What the exercise asks » When you reach the line containing "Target = window sill" in the data below, reproduce it and every line that follows, exactly and without additions.

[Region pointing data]
╭──

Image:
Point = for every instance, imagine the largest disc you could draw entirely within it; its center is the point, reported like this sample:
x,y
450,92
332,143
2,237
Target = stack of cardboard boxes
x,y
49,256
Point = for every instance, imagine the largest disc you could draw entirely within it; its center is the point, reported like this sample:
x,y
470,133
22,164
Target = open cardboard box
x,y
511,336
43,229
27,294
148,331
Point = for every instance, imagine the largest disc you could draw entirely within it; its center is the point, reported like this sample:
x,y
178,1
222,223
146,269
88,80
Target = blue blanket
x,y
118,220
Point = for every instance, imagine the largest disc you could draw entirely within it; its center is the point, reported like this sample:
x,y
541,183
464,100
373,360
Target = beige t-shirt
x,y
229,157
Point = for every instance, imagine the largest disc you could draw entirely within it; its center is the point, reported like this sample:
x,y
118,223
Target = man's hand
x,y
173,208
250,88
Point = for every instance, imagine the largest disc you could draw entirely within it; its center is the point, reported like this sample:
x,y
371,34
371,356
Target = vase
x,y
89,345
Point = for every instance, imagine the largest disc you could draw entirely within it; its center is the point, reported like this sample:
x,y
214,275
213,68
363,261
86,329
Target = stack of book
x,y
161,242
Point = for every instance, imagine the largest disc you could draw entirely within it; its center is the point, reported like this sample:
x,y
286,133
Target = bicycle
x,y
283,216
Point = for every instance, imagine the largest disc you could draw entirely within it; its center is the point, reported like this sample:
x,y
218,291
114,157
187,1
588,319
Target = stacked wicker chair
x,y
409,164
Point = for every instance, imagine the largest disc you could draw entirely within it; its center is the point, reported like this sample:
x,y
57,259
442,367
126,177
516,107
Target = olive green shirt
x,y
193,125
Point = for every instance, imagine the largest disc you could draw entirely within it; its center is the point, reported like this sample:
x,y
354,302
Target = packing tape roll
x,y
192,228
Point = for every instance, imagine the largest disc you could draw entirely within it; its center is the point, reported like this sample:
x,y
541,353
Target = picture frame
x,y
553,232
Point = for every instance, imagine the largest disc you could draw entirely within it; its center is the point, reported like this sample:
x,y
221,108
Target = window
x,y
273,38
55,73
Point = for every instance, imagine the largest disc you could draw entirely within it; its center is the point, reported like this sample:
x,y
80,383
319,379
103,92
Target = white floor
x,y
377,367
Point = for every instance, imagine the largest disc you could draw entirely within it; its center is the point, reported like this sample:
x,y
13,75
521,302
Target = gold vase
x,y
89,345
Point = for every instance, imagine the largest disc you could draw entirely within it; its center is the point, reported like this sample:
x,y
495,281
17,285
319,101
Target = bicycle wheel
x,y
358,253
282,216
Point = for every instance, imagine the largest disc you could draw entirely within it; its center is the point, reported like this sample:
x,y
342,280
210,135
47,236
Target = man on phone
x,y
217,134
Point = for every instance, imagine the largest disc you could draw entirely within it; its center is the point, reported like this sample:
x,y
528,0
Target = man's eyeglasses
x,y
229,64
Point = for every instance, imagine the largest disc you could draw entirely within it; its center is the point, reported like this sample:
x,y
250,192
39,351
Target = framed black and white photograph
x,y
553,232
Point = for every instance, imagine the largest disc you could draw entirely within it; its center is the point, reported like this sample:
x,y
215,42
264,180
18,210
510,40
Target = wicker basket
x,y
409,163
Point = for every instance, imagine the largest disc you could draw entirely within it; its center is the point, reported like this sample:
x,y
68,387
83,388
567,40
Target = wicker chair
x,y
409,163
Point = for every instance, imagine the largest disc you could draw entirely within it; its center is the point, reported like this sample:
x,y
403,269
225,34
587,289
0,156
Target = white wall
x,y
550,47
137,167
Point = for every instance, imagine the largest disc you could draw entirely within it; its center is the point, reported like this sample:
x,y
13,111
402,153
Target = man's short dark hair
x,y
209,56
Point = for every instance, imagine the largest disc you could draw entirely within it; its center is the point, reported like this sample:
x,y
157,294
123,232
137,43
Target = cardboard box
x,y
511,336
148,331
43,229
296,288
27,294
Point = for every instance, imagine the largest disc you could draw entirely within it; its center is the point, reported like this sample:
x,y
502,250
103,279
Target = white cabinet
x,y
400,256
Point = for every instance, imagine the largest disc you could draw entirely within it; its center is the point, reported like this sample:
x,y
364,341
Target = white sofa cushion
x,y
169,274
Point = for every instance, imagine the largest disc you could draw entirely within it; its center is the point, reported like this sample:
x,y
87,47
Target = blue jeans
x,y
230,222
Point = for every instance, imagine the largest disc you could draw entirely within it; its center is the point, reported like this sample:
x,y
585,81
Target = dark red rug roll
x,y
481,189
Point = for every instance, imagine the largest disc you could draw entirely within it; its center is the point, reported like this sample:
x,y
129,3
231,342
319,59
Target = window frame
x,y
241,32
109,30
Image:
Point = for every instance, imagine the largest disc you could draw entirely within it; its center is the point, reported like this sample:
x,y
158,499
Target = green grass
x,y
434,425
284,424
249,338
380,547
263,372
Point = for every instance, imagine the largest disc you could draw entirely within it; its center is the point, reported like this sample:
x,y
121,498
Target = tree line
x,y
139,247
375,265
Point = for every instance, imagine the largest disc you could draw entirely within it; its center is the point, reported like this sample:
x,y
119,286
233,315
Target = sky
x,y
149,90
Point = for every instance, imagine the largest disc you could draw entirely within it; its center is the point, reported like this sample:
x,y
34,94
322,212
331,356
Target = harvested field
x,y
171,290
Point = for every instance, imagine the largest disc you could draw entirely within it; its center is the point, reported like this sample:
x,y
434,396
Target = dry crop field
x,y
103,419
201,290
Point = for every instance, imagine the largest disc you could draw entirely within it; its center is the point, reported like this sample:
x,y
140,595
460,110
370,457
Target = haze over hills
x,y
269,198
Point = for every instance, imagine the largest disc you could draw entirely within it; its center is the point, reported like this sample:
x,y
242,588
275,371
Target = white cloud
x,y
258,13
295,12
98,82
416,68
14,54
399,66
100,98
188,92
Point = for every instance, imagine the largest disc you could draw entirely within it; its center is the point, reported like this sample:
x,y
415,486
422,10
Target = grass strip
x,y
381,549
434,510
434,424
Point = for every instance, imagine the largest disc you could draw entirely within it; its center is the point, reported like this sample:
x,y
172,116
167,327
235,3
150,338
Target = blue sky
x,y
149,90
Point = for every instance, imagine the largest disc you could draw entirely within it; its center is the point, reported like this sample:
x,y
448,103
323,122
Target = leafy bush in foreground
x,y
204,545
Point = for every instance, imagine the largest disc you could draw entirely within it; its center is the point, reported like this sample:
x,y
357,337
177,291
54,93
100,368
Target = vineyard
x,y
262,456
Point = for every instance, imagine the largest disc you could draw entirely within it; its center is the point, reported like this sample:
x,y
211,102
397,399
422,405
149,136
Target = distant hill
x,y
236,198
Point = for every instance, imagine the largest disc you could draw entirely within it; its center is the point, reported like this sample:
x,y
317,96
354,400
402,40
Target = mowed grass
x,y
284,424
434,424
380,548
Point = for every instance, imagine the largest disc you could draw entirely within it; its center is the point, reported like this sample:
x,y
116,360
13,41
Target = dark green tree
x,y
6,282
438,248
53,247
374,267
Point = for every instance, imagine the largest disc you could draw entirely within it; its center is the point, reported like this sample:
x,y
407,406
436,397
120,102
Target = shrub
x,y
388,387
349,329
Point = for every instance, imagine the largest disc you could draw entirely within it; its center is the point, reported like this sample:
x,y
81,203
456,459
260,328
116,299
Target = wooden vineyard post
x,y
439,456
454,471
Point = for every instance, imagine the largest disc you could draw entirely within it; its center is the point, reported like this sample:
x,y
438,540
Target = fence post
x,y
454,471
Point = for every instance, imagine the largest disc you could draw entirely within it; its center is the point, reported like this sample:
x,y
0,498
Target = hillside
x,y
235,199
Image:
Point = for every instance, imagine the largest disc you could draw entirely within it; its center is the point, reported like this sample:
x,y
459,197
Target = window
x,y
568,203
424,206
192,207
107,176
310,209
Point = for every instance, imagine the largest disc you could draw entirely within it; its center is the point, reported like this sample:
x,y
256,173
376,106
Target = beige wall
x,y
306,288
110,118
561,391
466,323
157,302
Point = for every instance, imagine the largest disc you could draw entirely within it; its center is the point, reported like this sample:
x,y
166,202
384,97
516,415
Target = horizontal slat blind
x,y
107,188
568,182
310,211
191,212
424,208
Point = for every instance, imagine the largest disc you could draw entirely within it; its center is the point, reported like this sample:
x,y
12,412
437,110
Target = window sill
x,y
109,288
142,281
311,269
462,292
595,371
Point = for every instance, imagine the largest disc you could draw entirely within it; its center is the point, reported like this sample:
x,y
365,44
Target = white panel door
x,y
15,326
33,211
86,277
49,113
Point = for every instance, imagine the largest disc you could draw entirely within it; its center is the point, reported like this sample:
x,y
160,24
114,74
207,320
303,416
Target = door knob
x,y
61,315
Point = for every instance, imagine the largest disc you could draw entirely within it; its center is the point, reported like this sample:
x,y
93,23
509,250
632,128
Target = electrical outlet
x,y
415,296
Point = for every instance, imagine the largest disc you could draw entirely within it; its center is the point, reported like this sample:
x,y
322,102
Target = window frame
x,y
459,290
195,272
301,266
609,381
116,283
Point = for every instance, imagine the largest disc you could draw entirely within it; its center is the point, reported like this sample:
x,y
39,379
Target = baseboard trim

╰──

Solution to the exercise »
Target = window sill
x,y
109,288
142,281
311,269
462,292
595,371
Point = for every instance, imagine the largest disc you could draw entirely within it; its center is the point, reported like this sample:
x,y
365,44
Target = white panel door
x,y
15,326
33,211
86,277
49,113
Point = for every instance, imagine the largest disc you could draw entirely within it; its center is the point, reported like this sample:
x,y
160,24
114,74
207,320
303,416
Target = door knob
x,y
61,315
Point = for every instance, imagine the largest disc you could draw entirely within it; its center is the point, reported like this sample:
x,y
93,23
509,250
632,128
Target = electrical outlet
x,y
415,296
Point = for every instance, imagine the largest disc you could draw entirely within it; its center is the point, reported like this sample:
x,y
322,102
Target = window frame
x,y
459,290
195,272
301,266
609,381
116,283
Point = for every instance, imagine the largest disc you could draw entirely within it; its center is the point, reported like this sample:
x,y
39,379
Target = baseboard trim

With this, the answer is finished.